> _WHAT YOU WILL DO_
**1)** Please repeat the part of the Robert Longo review that opens with the words containing "Delivering what’s undoubtedly" and closes with "Melville’s doomed ship.", swapping in "graphite" wherever "charcoal" appears.
**2)** Pick up the Robert Longo review after its final sentence and extend it.

-------- PASSAGE GIVEN --------

Delivering what’s undoubtedly his best work in years, Robert Longo’s two-space exhibition channels a heroic phase of American postwar art through the artist’s own baby-boomer memories, before landing in our plutocratic present. “Gang of Cosmos” at Metro Pictures features Abstract Expressionist masterpieces in charcoal, appropriated from Pollock, De Kooning et al. Meanwhile, “Strike the Sun” at Petzel comprises American-themed works, including a glowering, gargantuan drawing of the U.S. Capitol; another of the empty cavalry saddle that sat on the horse leading JFK’s funeral procession; and an enormous black slab imprinted with the Stars and Stripes. A mash-up of a Johns flag and a Richard Serra sculpture, the monolith juts from the floor at a precarious angle and is titled Pequod, after Melville’s doomed ship.

-------- PROVIDED RECORDS --------

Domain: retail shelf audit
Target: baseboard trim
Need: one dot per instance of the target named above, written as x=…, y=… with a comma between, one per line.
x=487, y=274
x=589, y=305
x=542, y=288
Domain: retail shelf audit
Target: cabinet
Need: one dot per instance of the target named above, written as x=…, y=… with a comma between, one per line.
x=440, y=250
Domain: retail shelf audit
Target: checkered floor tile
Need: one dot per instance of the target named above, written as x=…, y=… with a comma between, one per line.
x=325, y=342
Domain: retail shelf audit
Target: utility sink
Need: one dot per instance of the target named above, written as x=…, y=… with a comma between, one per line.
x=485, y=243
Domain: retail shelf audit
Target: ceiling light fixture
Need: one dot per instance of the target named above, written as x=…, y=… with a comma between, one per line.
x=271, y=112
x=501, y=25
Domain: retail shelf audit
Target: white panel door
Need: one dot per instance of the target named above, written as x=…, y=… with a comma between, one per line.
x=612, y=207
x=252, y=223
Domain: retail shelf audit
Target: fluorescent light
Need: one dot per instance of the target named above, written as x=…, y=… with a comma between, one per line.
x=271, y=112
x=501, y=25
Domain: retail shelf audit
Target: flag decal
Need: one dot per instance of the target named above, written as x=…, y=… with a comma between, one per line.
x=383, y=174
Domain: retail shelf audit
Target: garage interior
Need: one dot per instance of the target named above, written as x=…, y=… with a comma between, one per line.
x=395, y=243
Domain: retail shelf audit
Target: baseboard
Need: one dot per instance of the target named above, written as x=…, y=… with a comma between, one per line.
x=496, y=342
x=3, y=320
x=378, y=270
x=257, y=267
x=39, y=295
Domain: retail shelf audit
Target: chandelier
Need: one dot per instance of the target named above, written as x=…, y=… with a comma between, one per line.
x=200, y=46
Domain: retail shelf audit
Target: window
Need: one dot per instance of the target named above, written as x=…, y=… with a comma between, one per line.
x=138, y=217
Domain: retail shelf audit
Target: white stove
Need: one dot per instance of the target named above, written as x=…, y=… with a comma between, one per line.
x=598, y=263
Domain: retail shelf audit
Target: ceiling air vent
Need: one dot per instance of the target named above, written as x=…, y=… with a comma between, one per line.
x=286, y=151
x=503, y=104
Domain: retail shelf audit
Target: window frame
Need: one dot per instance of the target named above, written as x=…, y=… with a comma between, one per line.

--------

> _RESPONSES FOR EACH TASK_
**1)**
Delivering what’s undoubtedly his best work in years, Robert Longo’s two-space exhibition channels a heroic phase of American postwar art through the artist’s own baby-boomer memories, before landing in our plutocratic present. “Gang of Cosmos” at Metro Pictures features Abstract Expressionist masterpieces in graphite, appropriated from Pollock, De Kooning et al. Meanwhile, “Strike the Sun” at Petzel comprises American-themed works, including a glowering, gargantuan drawing of the U.S. Capitol; another of the empty cavalry saddle that sat on the horse leading JFK’s funeral procession; and an enormous black slab imprinted with the Stars and Stripes. A mash-up of a Johns flag and a Richard Serra sculpture, the monolith juts from the floor at a precarious angle and is titled Pequod, after Melville’s doomed ship.

**2)**
The AbEx drawings are drained of color, because that’s how Longo encountered the work as a kid—as black-and-white reproductions. They’re at once cultural X-rays, registering the brush’s every drip and a judder in astonishing relief, and testaments to the power of first impressions. Similarly, the saddle speaks to the reach of childhood recollection. But the catastrophe it conjures also serves as a dividing line for Longo’s view of recent American art and history. That divide, the one separating America then and now, could be described as the difference between republican virtue and imperial corruption.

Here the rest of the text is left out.